# WHAT YOU HAVE TO DO
In the records below, tally each line that contains the word "instance" and give the total only.

+--

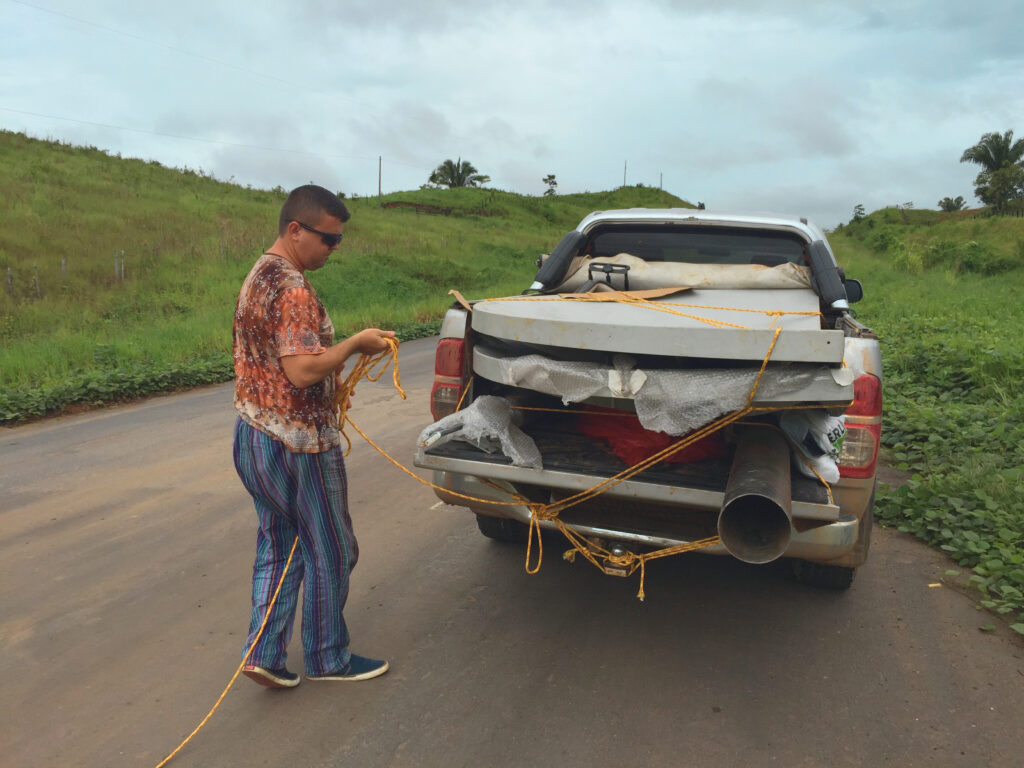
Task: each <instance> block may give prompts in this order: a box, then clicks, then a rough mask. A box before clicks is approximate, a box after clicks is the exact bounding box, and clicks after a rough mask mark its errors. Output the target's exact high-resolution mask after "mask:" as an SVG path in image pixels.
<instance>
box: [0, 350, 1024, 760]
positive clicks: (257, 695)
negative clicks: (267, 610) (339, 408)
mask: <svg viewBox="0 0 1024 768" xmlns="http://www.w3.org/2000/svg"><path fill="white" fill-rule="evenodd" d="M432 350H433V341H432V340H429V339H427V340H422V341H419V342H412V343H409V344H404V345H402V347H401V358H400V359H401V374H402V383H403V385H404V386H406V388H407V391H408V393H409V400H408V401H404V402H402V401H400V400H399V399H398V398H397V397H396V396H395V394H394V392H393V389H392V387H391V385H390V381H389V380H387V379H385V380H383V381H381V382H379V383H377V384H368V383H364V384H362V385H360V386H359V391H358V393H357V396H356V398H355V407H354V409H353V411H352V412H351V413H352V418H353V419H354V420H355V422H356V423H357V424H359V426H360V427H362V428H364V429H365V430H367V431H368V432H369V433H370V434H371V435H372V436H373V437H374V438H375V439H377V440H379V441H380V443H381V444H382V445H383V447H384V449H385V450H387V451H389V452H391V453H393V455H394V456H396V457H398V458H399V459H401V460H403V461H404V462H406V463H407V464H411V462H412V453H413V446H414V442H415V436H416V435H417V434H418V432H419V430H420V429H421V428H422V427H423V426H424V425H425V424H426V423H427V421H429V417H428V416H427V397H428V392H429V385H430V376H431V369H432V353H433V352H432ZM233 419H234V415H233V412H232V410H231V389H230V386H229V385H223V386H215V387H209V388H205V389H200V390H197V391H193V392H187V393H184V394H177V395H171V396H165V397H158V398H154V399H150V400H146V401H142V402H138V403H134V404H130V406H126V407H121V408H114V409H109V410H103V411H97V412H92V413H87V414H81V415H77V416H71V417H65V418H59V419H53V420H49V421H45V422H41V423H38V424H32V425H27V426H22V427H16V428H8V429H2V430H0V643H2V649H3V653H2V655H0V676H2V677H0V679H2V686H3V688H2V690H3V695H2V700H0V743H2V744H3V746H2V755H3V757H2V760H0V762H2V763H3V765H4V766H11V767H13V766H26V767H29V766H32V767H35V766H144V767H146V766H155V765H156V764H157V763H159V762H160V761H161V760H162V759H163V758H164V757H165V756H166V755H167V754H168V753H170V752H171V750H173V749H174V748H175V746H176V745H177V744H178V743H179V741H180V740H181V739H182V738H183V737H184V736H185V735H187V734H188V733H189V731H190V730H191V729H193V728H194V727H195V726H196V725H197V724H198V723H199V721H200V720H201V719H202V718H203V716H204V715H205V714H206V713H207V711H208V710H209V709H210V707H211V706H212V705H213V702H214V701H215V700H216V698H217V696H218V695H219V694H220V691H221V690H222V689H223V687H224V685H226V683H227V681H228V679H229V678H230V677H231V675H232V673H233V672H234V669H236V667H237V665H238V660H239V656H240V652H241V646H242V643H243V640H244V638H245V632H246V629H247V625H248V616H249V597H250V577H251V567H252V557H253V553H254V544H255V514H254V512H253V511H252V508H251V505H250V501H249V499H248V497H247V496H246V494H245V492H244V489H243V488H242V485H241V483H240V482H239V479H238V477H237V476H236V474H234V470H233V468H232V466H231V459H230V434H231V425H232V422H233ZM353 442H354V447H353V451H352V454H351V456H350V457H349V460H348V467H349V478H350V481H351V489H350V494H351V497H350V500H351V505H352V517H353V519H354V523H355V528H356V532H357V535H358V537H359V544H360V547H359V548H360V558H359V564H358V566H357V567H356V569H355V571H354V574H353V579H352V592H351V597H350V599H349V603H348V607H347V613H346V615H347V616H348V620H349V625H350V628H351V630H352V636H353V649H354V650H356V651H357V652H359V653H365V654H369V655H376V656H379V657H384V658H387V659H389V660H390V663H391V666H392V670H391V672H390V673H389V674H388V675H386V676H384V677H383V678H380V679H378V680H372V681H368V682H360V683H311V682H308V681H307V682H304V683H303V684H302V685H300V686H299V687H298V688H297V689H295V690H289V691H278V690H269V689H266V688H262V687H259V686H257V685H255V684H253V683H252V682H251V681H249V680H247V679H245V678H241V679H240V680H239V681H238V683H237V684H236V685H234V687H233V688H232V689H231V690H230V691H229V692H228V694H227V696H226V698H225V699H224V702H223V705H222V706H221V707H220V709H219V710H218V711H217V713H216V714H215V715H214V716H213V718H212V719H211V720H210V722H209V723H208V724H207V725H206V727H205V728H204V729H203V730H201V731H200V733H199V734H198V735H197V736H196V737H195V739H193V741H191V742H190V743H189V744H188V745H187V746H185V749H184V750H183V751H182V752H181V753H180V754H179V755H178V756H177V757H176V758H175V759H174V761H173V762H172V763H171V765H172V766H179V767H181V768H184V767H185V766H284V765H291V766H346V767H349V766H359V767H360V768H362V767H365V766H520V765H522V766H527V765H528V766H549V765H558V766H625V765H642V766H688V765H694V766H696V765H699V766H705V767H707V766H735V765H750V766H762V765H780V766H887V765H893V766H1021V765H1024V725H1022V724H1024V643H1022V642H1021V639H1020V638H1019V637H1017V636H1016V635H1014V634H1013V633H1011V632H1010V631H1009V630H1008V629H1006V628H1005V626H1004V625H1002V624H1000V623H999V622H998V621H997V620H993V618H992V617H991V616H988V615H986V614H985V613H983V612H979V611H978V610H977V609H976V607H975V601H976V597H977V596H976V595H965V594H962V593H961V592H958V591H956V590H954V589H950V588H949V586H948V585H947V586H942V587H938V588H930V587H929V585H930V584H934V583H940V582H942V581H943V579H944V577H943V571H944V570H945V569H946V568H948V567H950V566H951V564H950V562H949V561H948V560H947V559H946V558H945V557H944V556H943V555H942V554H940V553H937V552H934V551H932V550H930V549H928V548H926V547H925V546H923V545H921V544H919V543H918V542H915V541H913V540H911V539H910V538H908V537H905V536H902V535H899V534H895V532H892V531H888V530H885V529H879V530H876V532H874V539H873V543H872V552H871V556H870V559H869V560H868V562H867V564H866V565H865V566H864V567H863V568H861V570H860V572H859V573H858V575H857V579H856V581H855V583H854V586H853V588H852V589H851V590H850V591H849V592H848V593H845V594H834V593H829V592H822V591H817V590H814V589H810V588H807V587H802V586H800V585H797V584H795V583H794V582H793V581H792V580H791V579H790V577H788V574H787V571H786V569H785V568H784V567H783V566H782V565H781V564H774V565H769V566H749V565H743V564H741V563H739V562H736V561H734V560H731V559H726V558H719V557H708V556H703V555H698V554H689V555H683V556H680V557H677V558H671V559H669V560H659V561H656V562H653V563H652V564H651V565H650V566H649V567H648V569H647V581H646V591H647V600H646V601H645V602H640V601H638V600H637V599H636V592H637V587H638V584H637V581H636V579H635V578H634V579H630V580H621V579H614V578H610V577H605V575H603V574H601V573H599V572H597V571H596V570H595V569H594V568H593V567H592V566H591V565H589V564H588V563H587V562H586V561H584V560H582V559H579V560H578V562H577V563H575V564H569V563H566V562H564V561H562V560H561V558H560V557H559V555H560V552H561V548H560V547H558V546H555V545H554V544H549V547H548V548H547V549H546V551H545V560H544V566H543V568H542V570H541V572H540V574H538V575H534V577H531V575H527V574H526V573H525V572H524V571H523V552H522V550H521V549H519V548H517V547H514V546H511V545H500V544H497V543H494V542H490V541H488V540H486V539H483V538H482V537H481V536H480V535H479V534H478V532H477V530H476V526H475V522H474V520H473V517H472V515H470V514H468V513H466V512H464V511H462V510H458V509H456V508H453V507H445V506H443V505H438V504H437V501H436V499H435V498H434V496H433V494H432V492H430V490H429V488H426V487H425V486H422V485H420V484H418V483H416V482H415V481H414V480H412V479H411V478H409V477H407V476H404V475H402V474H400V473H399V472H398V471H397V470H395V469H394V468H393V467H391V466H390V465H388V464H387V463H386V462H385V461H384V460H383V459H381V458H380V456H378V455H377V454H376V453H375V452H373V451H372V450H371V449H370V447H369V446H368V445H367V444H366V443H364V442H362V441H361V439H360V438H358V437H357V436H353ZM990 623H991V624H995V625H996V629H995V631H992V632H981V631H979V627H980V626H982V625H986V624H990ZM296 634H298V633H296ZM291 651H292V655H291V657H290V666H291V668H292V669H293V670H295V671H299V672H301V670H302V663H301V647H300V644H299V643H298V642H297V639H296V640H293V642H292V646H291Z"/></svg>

+--

# WRITTEN ANSWER
2